Text segment:

------------------------------------------------------------------------

Music is a powerful method of conveying thoughts and emotions. It can reflect a person’s perspective or viewpoint, their feelings and desires, and any number of nouns or verbs- joy, sorrow, happiness, regret and so on. Some songs connect us to significant times in our lives. They can relate to how we felt or actually be the thing that helped us through them. They can remind us of people and places that are dear to us or even stimulate an attitude or determination to make us a better person. Songs can be sung in protest, for motivation, in reverence or camaraderie. And that’s just scratching the surface of the role music plays in our lives. So it is not surprising that it has a large role in the Bible as well.
In fact there is ample evidence that music played a large role in the ancient world in general. Archaeologists have uncovered both music (dated 1400 B. C.) and instructions (dated 1800 B. C.) in digs from Egypt to Mesopotamia. Music was an integral part of Israel’s daily life in Old Testament times. It was played or sung at parties (Gen. 31:27), in celebrating heroes (Jud. 11:34; 1 Sam. 18:6), at coronations (1 Ki. 1:39-40; 2 Ki. 11:14), as entertainment in the royal court (2 Sam. 19:35), at banquets of the wealthy (Is. 5:12; 24:8-9), by workmen to help pace their work (Is. 16:10; Jer. 25:30), was used to express sorrow upon a person’s death (2 Sam. 1:17-18), and was an integral part of worship (Neh. 12:27, 45-46).

------------------------------------------------------------------------

Records shown:
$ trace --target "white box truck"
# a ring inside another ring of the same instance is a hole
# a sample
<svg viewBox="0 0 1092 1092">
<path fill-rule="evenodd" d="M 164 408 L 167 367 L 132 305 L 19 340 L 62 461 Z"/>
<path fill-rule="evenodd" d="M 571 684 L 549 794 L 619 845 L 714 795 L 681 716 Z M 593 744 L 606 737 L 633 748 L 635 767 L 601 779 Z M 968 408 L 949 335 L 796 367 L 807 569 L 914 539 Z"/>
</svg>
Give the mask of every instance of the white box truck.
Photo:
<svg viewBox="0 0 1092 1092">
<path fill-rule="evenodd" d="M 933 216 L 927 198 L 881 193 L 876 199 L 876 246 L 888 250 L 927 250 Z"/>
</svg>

------------------------------------------------------------------------

What the task requires: From the text on music in the Bible above, list every occasion or use for which music was played or sung in Israel's daily life in Old Testament times.

Exercise result:
- At parties
- In celebrating heroes
- At coronations
- As entertainment in the royal court
- At banquets of the wealthy
- By workmen to help pace their work
- To express sorrow upon a person's death
- As part of worship